*WORK INSTRUCTION:*
Please filter the data down to the lines that include the word "below" and copy them.

⟨

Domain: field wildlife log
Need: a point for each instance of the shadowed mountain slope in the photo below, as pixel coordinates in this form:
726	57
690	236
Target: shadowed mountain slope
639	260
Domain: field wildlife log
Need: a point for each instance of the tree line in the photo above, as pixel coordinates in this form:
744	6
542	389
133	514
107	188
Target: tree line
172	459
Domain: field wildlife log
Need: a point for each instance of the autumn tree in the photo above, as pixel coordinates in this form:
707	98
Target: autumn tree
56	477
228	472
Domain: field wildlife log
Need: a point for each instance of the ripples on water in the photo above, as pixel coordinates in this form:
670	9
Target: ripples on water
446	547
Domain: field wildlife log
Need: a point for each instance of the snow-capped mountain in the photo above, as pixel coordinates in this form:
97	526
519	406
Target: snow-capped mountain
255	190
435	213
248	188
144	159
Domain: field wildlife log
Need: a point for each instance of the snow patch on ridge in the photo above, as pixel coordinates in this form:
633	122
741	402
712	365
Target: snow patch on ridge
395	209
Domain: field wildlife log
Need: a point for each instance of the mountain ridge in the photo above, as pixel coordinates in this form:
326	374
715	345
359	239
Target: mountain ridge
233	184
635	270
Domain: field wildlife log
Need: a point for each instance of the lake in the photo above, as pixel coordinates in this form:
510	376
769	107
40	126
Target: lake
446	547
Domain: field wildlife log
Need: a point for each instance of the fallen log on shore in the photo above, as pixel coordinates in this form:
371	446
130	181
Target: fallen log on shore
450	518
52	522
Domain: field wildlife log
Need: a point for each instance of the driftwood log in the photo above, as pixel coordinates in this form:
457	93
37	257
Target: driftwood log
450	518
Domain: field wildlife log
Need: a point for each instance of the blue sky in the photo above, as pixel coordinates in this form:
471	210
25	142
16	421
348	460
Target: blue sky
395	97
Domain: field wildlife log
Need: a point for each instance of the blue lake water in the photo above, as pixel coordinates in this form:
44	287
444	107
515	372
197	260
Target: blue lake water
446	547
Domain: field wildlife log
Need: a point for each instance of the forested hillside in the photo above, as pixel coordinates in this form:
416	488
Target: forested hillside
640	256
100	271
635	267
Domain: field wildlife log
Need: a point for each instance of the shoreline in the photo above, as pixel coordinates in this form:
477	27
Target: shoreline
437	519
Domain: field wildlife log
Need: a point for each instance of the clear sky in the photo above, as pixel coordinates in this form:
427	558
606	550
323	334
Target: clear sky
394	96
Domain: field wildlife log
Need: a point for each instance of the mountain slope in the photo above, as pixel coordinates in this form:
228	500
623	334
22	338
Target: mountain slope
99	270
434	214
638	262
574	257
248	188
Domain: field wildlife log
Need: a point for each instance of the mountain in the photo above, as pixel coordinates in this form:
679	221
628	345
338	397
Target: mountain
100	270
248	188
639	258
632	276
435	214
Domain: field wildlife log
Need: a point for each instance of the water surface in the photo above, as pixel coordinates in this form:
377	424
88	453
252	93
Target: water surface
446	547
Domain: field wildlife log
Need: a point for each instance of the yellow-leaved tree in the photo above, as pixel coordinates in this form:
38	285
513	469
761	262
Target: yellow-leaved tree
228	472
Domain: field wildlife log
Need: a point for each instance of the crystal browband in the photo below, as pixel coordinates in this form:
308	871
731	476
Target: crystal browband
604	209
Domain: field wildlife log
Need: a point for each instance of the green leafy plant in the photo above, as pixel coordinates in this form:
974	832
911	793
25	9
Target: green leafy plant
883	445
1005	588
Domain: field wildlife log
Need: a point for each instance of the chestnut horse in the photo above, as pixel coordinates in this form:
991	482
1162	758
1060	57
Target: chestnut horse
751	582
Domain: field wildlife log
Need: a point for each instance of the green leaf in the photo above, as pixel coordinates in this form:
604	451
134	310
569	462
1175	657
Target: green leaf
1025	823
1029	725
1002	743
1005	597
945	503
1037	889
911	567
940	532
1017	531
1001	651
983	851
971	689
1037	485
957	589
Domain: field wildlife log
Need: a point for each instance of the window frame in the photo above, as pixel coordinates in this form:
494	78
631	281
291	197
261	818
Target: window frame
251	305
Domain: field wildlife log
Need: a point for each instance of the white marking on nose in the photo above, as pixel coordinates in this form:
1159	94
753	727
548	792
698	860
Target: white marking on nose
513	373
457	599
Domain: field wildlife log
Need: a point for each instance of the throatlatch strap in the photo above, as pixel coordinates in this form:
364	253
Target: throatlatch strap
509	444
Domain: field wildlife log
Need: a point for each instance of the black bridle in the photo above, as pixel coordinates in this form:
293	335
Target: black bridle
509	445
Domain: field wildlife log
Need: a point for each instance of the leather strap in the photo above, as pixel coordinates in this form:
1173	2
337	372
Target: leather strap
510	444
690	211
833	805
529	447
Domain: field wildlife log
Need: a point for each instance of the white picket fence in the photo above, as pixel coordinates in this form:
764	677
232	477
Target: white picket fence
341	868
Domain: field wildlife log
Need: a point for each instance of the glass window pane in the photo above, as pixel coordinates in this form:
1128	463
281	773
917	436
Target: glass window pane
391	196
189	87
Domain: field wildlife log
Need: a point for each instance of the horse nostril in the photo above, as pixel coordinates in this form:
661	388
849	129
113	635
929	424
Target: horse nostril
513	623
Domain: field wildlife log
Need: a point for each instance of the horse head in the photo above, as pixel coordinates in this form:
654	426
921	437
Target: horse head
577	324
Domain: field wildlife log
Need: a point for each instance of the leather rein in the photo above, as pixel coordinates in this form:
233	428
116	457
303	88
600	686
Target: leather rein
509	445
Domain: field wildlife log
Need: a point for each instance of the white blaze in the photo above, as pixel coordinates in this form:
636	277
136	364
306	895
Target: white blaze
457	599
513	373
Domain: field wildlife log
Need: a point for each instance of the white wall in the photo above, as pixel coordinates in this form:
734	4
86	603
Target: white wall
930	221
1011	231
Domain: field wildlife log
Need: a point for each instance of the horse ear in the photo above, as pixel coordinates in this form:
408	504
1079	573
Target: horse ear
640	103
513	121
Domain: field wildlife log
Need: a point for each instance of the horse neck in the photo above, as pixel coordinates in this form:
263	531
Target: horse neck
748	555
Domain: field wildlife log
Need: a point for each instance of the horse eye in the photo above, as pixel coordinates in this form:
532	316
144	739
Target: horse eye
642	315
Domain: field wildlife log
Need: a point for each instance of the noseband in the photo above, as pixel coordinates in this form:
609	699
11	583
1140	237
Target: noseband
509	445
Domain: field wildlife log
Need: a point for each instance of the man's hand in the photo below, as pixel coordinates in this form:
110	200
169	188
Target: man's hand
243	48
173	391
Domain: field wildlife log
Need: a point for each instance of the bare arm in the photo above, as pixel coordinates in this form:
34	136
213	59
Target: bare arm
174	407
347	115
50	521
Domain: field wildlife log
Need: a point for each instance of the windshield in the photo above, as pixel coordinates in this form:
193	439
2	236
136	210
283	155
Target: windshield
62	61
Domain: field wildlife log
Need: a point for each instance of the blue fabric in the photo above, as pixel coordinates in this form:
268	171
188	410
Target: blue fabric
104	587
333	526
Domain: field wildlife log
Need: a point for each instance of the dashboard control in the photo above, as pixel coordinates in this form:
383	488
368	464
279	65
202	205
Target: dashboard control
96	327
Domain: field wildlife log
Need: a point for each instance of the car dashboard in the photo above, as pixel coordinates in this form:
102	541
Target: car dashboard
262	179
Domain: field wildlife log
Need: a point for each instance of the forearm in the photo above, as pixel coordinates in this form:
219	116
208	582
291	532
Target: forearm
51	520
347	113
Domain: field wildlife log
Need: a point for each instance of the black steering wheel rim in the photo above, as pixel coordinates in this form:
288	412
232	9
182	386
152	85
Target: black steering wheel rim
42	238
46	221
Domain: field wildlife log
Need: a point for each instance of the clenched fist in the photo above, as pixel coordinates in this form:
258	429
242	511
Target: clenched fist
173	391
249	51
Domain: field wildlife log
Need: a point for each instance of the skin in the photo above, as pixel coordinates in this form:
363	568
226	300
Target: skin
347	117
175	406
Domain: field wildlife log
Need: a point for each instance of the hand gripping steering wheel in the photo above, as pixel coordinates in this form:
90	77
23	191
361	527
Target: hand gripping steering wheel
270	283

⟩

*YOUR SOLUTION:*
Need: a point for each instance of the shadowed mountain slope in the photo below, as pixel coordinates in this form:
Need: a point for each instance of the crystal browband in the photo below, as pixel coordinates in this form:
Need: a point for each instance of the man's hand in the photo below, as pixel coordinates in this form:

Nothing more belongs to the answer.